→ **WHAT TO WORK ON**
1. Can you retype the passage on Christmas wishes for peace, from "I think Ghandi" up to and including "what Jesus did?", word for word?
2. How would you extend the piece below on Christmas wishes for peace, picking up after its final sentence?

→ **EXTRACT TO READ**

We're entering the Christmas season,
the time when we'll be hearing and offering wishes for "Peace on
earth" and good will toward all people -- Christians, Jews,
Muslims, and many others. The cards we send one another will convey
those messages, and the hymns we sing will also include those words.
Even the gift tags on those packages under the tree will often repeat
them.
I send you wishes of peace and good
will. To them, I add this advice from Mahatma Ghandi: "You
must be the change you want to see in the world."
I think Ghandi meant that we must "walk
the talk." Once we put the two ideas together, we find we've
made a formidable challenge for ourselves: If I wish for peace on
earth, how must I "be" to advance that cause? If I wish
you good will, how must I act that toward you and all people? How
would you do it? Isn't this what Jesus did?
And this is not just about peace with
our nearest friends. It's about all the people in the world. If we
want to see "peace on earth," peace in the whole world, how
must we behave? What must we do? For some of us (like me, I
confess), the question is also, "What must we not do?"

→ **ROWS**
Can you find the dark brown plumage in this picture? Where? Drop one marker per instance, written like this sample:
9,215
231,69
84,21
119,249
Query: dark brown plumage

→ **THE ANSWERS**
1.
I think Ghandi meant that we must "walk
the talk." Once we put the two ideas together, we find we've
made a formidable challenge for ourselves: If I wish for peace on
earth, how must I "be" to advance that cause? If I wish
you good will, how must I act that toward you and all people? How
would you do it? Isn't this what Jesus did?

2.
Much of what we do in our day-to-day
lives we do competitively. We try for the best parking place, the
best office location, the best seats in the sanctuary... The rub
comes when we lose these little competitions -- how do we treat the
winners? Do we respond peacefully, with good will, and showing
respect? Or do we respond angrily, or aggressively?
Scale it up. We lose the "perfect"
job to another candidate, or worse, we lose the job we've had for a
while. Or, we lose a spouse or significant other to another person.
Or, we lose our home to the bad economy.... Do we react to the loss
peacefully? Do we react with good will toward those whom we blame
for the loss?
Bigger still. We lose a child, or a
friend, or a fellow citizen, or many fellow citizens in a war or a
far-away attack. Do we/Can we react peacefully, with good will? Or
do we make war instead?
Jesus taught about this dilemma in
Matthew 5 (and 6 and 7): "Blessed are the peacemakers...Blessed
are the merciful...Everyone who is angry with [someone] shall be
liable to judgment..." Clearly, it is desired that we be makers
of peace, purveyors of mercy, free of anger.
But if we look at some of our (my)
usual behaviors, we find that we're not really making peace but
confrontation, and unhappiness. We're not showing mercy but perhaps
contempt. And we might often be angry. In other words, we're not
being "blessed."
And I'm including here our behaviors as
we support or oppose public policies by our involvement in the public
discourse; and as we support or avoid certain companies and
industries by our investments in them and purchases from them. Are
these behaviors of ours also bringing peace and good will to the
world, or are they bringing something else?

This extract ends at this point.